[Records]
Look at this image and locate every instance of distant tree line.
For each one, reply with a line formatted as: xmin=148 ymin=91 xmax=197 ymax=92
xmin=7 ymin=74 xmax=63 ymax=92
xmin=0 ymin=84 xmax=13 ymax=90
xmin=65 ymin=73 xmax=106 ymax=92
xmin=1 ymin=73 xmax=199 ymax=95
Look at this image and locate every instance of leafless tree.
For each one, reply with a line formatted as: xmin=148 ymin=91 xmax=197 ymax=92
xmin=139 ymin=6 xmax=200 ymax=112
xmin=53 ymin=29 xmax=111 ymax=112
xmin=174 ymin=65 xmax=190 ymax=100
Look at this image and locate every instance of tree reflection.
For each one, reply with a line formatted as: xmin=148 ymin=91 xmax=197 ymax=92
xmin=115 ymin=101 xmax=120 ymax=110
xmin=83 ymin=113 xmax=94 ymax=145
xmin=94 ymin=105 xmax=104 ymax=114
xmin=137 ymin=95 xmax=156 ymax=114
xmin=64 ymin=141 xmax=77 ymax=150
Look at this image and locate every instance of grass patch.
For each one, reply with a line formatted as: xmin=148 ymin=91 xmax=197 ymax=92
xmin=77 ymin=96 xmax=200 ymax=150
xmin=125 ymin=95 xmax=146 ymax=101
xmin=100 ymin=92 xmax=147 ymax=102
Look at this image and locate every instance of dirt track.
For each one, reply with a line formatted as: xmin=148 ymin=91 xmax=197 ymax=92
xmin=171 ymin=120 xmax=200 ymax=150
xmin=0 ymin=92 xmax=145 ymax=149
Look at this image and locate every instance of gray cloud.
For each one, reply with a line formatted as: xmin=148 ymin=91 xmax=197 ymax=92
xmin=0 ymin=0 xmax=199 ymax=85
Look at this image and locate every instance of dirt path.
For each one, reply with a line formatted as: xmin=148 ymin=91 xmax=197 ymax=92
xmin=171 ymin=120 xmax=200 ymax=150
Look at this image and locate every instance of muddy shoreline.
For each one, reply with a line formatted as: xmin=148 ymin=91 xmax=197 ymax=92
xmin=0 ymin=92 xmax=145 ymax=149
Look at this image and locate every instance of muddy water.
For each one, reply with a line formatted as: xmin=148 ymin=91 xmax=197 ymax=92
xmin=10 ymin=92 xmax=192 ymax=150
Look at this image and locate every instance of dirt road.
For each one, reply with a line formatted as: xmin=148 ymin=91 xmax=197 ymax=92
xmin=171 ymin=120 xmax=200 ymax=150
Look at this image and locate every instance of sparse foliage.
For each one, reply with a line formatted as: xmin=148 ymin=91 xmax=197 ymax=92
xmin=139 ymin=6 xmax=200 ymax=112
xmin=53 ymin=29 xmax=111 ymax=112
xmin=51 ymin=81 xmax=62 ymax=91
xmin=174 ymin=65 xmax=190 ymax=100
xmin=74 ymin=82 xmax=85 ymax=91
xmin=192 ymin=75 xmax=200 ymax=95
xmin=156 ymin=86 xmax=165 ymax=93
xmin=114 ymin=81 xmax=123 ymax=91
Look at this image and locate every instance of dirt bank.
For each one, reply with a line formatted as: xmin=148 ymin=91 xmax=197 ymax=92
[/Records]
§ What is required
All of the data above should be output exactly.

§ Response area
Look at this image and locate every instance of distant tree line.
For each one, reply with a line formatted as: xmin=148 ymin=91 xmax=197 ymax=92
xmin=7 ymin=74 xmax=63 ymax=92
xmin=0 ymin=84 xmax=13 ymax=90
xmin=65 ymin=73 xmax=106 ymax=92
xmin=1 ymin=73 xmax=199 ymax=95
Look at this image and locate every instance of leafless tree.
For each one, reply with a line formatted as: xmin=148 ymin=91 xmax=197 ymax=92
xmin=139 ymin=6 xmax=200 ymax=112
xmin=53 ymin=29 xmax=111 ymax=112
xmin=174 ymin=65 xmax=190 ymax=100
Look at this image and locate every instance of tree reflection.
For each one, reply with a line formatted as: xmin=148 ymin=91 xmax=197 ymax=92
xmin=115 ymin=101 xmax=120 ymax=110
xmin=83 ymin=113 xmax=94 ymax=145
xmin=94 ymin=105 xmax=104 ymax=114
xmin=137 ymin=95 xmax=156 ymax=114
xmin=64 ymin=141 xmax=77 ymax=150
Look at this image and locate every instance of grass patch.
For each one, reply with a line formatted as: xmin=148 ymin=91 xmax=197 ymax=92
xmin=77 ymin=96 xmax=200 ymax=150
xmin=125 ymin=95 xmax=146 ymax=101
xmin=100 ymin=92 xmax=147 ymax=102
Look at this image and locate every instance of dirt track.
For each one, reply with a line formatted as: xmin=148 ymin=91 xmax=197 ymax=92
xmin=171 ymin=120 xmax=200 ymax=150
xmin=0 ymin=92 xmax=145 ymax=149
Look at this image and locate every instance of gray cloud.
For each one, reply with a line formatted as: xmin=148 ymin=91 xmax=197 ymax=92
xmin=0 ymin=0 xmax=199 ymax=85
Look at this image and locate every instance of dirt path.
For each one, reply with a line formatted as: xmin=148 ymin=91 xmax=197 ymax=92
xmin=171 ymin=120 xmax=200 ymax=150
Look at this image and locate every instance of muddy shoreline.
For each one, reply with a line formatted as: xmin=148 ymin=91 xmax=197 ymax=92
xmin=0 ymin=92 xmax=145 ymax=149
Look at this image and locate every instance of muddy water.
For each one, reply with a line formatted as: xmin=148 ymin=91 xmax=197 ymax=92
xmin=10 ymin=92 xmax=192 ymax=150
Look at this image and locate every instance of dirt road.
For each one, reply with a line formatted as: xmin=148 ymin=91 xmax=197 ymax=92
xmin=171 ymin=120 xmax=200 ymax=150
Look at this image and locate every instance of sparse foliage.
For each one, reply with a line formatted as: xmin=148 ymin=91 xmax=197 ymax=92
xmin=139 ymin=6 xmax=200 ymax=112
xmin=53 ymin=29 xmax=111 ymax=112
xmin=51 ymin=81 xmax=62 ymax=91
xmin=174 ymin=65 xmax=190 ymax=100
xmin=74 ymin=82 xmax=85 ymax=91
xmin=192 ymin=75 xmax=200 ymax=95
xmin=156 ymin=86 xmax=165 ymax=93
xmin=114 ymin=81 xmax=123 ymax=91
Look at this image and locate every instance of dirt bank.
For each one, reply with a line formatted as: xmin=148 ymin=91 xmax=197 ymax=92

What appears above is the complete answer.